提供テキスト:
Application Insights を使用した Web アプリおよびサービスの詳細な診断

この記事では、DevOps サイクルへの Application Insights の組み込みについて説明します。

Application Insights が必要な理由

Application Insights は、実行中の Web アプリを監視します。 これを使用することでエラーやパフォーマンスの問題が通知され、顧客がどのようにアプリを使用しているかを分析するのに役立ちます。 これは、ASP.NET、Java EE、Node.js などのプラットフォームで実行されているアプリに対して機能します。 クラウド内またはオンプレミスで提供されます。

Web アプリのデリバリーの複雑さのさまざまな側面を示すイメージ。

提供データ:

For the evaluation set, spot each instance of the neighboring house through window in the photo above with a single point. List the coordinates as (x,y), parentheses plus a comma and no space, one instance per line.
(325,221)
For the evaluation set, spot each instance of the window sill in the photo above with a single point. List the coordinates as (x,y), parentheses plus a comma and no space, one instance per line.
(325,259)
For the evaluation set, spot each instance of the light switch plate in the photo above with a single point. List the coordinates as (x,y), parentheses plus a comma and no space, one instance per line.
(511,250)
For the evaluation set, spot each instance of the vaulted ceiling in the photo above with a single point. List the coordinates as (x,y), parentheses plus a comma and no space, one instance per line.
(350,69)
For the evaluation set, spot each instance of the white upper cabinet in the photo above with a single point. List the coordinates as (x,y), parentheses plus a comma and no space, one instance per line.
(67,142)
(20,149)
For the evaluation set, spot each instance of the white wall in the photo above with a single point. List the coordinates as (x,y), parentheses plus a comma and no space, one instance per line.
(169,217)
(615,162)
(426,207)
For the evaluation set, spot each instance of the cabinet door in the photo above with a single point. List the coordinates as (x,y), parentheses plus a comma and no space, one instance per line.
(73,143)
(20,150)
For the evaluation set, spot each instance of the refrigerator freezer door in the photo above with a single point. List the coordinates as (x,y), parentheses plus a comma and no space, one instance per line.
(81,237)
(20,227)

やること:
A. Application Insights の記事で、アプリが動くプラットフォームとして名前が出ているものをすべて書き出してください。
B. Application Insights の記事を、最後の文のあとから引き継いで書き進めてください。

練習の答え:
A. ASP.NET、Java EE、Node.js

B.
最新のアプリケーションでは、実行中の監視が不可欠です。 顧客よりも早くエラーを検出する必要があります。 速度の低下を招いたり、ユーザーに不都合をもたらしたりするパフォーマンスの問題を検出して修正することも必要です。 システムが期待どおりに動作している場合は、ユーザーがシステムを使用して何をしているのかを知る必要もあります。 たとえば、最新機能を使用しているかどうかです。 うまく使用できているか、などを知りたいと思うでしょう。

最新の Web アプリケーションは、継続的デリバリーのサイクルの中で開発されています。

  • 新機能または機能強化をリリースします。
  • ユーザーのためにどれだけうまく機能しているかを確認します。
  • その知見に基づいて、次に行う追加の開発を計画します。

このサイクルで重要なのは観察のフェーズです。 Application Insights は、Web アプリケーションのパフォーマンスと使用状況を監視するためのツールを提供します。

このプロセスで最も重要なのは診断です。 アプリケーションがうまく動かないと、ビジネスの損失が発生します。 監視フレームワークの主な役割は、次のとおりです。

  • 障害を確実に検出します。
  • すぐに通知します。
  • 問題を診断するために必要な情報を提示します。

Application Insights は、これらのタスクを実行します。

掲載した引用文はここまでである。